Can you reproduce the records below verbatim, from the line containing "Each instance receives one keypoint. Mark the white" through the last line of the records, including both ends?
** Begin The input **
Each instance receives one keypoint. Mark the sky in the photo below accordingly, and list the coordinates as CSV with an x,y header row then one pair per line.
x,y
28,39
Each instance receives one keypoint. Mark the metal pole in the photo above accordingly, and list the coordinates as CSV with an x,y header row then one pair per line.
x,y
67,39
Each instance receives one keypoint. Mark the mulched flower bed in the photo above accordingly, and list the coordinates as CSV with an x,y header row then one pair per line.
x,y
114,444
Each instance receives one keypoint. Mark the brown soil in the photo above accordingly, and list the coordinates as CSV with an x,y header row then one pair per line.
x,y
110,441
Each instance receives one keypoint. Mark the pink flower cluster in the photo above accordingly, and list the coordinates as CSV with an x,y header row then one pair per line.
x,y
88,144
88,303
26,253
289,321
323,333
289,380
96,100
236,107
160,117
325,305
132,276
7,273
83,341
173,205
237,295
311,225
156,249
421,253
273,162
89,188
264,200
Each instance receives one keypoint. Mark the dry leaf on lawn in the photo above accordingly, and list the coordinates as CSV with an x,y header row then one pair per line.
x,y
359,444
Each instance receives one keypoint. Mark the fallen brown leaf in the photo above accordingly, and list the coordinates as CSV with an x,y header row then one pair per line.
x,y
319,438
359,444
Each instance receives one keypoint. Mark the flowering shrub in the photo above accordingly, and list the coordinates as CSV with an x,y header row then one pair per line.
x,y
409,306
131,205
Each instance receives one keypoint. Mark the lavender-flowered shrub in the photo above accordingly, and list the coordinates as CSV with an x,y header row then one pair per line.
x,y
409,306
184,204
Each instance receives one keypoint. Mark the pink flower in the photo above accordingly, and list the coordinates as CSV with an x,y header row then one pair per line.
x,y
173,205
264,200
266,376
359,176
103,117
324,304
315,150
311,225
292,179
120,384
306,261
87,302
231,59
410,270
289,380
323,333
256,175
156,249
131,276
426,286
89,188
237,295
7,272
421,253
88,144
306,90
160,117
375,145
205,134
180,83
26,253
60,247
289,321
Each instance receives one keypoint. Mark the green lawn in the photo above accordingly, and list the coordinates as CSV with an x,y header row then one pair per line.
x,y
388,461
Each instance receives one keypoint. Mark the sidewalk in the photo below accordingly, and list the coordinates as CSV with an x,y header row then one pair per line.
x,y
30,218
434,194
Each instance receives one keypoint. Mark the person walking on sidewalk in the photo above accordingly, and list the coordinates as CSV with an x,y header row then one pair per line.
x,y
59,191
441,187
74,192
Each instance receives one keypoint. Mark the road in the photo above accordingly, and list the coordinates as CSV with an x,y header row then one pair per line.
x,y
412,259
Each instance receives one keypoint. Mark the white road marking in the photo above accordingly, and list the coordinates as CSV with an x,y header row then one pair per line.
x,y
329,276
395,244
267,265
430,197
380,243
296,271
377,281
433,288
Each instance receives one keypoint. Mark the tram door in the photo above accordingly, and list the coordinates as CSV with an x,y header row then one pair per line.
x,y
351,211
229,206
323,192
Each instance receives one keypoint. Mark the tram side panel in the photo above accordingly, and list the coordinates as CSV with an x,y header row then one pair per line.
** End The input **
• [Result of this task]:
Each instance receives one keypoint. Mark the white road marking in the photo above accordingly, and list the coordinates as CSV with an x,y header row then one pair per line.
x,y
329,276
395,244
267,265
430,197
380,243
296,271
377,281
433,288
Each instance receives one keypoint. Mark the tram door in the photo above accordingly, and list the coordinates as CSV with an x,y header row then one pair per line.
x,y
351,211
229,206
323,192
Each instance receives one keypoint. Mark the tram side panel in the photo above accordingly, and list the coordinates as CSV with an x,y header row then one pair per line.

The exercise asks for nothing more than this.